### [REQUISITOS DO EXERCÍCIO]
Desloque em 36 cada coordenada das respostas no trecho dos dados que vai da linha que contém "Exercise. Put one point on each instance of the tree canopy" até o fim dos dados, com as duas pontas incluídas. Reproduza todas essas linhas, inclusive os pedidos.

[Registros de um conjunto de dados]
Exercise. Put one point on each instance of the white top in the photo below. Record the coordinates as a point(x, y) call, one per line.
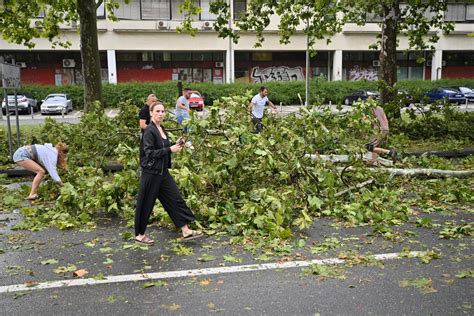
point(259, 105)
point(48, 158)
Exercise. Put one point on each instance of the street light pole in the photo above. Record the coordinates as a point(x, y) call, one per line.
point(307, 72)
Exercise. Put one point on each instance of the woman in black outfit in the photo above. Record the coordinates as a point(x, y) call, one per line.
point(156, 181)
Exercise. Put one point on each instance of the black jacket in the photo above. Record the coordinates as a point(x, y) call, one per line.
point(157, 157)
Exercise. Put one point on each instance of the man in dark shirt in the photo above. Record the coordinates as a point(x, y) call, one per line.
point(144, 114)
point(144, 118)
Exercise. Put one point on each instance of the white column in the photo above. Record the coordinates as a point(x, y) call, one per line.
point(112, 66)
point(229, 64)
point(337, 65)
point(229, 56)
point(436, 65)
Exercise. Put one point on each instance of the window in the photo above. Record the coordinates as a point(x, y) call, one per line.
point(148, 56)
point(240, 7)
point(155, 9)
point(180, 56)
point(455, 13)
point(174, 10)
point(202, 56)
point(129, 11)
point(206, 15)
point(470, 12)
point(101, 11)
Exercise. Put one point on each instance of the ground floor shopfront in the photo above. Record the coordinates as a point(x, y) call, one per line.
point(64, 67)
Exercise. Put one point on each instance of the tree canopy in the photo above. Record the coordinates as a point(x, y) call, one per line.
point(23, 21)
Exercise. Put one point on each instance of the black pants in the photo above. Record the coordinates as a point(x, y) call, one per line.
point(165, 189)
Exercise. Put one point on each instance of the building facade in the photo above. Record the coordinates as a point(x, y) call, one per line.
point(145, 46)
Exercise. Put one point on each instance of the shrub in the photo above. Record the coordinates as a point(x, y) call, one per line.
point(280, 92)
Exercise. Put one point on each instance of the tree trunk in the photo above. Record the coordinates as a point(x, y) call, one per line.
point(388, 54)
point(89, 52)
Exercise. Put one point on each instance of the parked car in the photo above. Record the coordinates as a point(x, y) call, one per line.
point(405, 98)
point(449, 94)
point(56, 103)
point(362, 95)
point(26, 103)
point(196, 102)
point(468, 93)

### [RESPOSTA ESPERADA]
Exercise. Put one point on each instance of the tree canopy in the photo above. Record the coordinates as a point(x, y) call, one per line.
point(59, 57)
Exercise. Put one point on each instance of the black pants in the photo above. Record the coordinates as a point(x, y) call, one per line.
point(201, 225)
Exercise. Put one point on each instance of the building facade in the photo above. Record the coordinates as a point(x, y) call, one per line.
point(181, 82)
Exercise. Put one point on each instance of the shrub in the photo above. Record the coordinates as a point(x, y) call, one per line.
point(316, 128)
Exercise. Put one point on each instance of the tree trunk in the photo above. Record the coordinates as a point(x, y) call, one per line.
point(424, 90)
point(125, 88)
Exercise. Put one point on each instance of the parked car in the photo above. Record the coordinates as a point(x, y) call, one per line.
point(441, 134)
point(485, 130)
point(92, 139)
point(398, 131)
point(62, 139)
point(232, 138)
point(504, 129)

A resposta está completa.